SUPPLIED TEXT:
——————
# Blue Galaxy Rasbora?



## Matt Havens (5 Jul 2017)

Noticed how blue this little guy was thought it was worth sharing 
Sorry for the bad photo and bad algea  










Sent from my SM-G900F using Tapatalk


----------



## GHNelson (5 Jul 2017)

Love him/her....


----------



## splatteredbrainz (5 Jul 2017)

They really are gorgeous fish. Vaguely reminiscent of the patterning on a rainbow trout

Sent from my SM-G730V using Tapatalk


----------



## jellyfish6 (7 Jul 2017)

Looks like a Galaxy cross with this (Emerald Dwarf) http://www.tropical-fish-keeping.co...sbora-erythromicron.html#sthash.BwSH2awG.dpbs  Note the spot near the tail fin.


----------



## alto (7 Jul 2017)

jellyfish6 said:


> Galaxy cross


Possibly 
BUT look at the wild collected "aberrant form" shown in the Seriously Fish Profile

- this may be a naturally occurring cross but description terminology hints otherwise




Matt Havens said:


> worth sharing


Thanks for the pix, maybe just the photo but fish appears to be lacking body "depth" - if this is typical of the group I'd feed some sort of deworming food (metronidazole may be sufficient & definitely better tolerated than fenbendazole, both may be (more readily) available as bird dewormers, just check other ingredients)


----------



## Matt Havens (21 Aug 2017)

alto said:


> Possibly
> BUT look at the wild collected "aberrant form" shown in the Seriously Fish Profile
> 
> - this may be a naturally occurring cross but description terminology hints otherwise
> ...
——————
ENTRIES SUPPLIED:

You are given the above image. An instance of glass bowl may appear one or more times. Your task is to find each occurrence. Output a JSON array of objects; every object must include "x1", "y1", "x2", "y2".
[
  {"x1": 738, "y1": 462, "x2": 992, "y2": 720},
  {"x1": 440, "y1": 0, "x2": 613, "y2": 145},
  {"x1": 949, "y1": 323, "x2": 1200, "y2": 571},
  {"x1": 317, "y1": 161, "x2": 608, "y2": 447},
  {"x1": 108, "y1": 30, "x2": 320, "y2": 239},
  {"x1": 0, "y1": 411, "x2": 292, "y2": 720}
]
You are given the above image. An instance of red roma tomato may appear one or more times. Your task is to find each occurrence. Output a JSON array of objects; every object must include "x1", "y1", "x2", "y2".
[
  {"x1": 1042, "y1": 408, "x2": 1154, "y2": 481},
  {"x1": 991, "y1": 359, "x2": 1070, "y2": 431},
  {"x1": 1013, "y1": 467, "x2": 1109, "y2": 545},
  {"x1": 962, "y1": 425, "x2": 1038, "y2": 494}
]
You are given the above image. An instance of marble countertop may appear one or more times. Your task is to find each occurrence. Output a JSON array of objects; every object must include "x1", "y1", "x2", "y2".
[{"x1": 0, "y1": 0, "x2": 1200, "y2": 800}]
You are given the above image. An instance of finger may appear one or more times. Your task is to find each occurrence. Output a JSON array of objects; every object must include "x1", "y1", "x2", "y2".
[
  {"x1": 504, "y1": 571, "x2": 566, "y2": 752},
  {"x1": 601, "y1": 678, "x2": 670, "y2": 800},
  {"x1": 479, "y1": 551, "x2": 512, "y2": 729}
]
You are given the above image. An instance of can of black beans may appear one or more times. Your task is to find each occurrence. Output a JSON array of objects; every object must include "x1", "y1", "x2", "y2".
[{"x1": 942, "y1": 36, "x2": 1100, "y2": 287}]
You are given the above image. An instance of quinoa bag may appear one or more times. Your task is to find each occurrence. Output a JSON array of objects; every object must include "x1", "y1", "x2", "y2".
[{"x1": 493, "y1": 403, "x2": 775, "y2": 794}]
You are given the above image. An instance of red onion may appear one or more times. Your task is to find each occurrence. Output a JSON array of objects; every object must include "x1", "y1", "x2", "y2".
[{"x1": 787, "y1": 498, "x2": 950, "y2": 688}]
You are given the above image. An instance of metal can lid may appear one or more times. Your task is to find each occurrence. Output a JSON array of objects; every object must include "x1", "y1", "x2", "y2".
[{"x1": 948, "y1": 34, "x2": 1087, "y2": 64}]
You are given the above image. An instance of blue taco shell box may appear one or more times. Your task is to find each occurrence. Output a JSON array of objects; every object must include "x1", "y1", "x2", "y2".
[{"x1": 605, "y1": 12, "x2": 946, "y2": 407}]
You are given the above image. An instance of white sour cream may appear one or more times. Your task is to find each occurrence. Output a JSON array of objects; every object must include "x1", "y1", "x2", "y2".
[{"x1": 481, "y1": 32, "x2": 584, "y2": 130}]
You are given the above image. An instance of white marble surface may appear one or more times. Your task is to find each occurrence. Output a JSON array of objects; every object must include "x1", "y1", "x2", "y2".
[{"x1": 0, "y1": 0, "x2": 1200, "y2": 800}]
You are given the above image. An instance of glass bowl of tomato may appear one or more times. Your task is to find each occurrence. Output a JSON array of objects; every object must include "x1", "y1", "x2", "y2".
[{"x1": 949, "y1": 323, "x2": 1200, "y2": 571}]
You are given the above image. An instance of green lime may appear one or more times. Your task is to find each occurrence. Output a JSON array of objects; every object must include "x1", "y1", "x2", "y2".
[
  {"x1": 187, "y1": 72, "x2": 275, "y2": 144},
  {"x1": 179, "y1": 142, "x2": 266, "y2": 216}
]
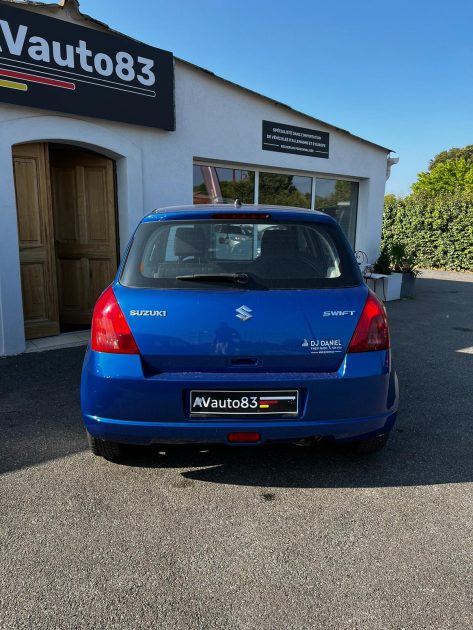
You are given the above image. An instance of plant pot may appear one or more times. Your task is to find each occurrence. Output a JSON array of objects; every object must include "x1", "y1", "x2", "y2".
[{"x1": 401, "y1": 272, "x2": 416, "y2": 298}]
——————
In the forum thread, rewrite the passage starting with "Sent from my SM-G730V" and going on through "the tail fin.", replacing "tail fin" with "dorsal fin".

SOLUTION FOR THIS TASK:
Sent from my SM-G730V using Tapatalk


----------



## jellyfish6 (7 Jul 2017)

Looks like a Galaxy cross with this (Emerald Dwarf) http://www.tropical-fish-keeping.co...sbora-erythromicron.html#sthash.BwSH2awG.dpbs  Note the spot near the dorsal fin.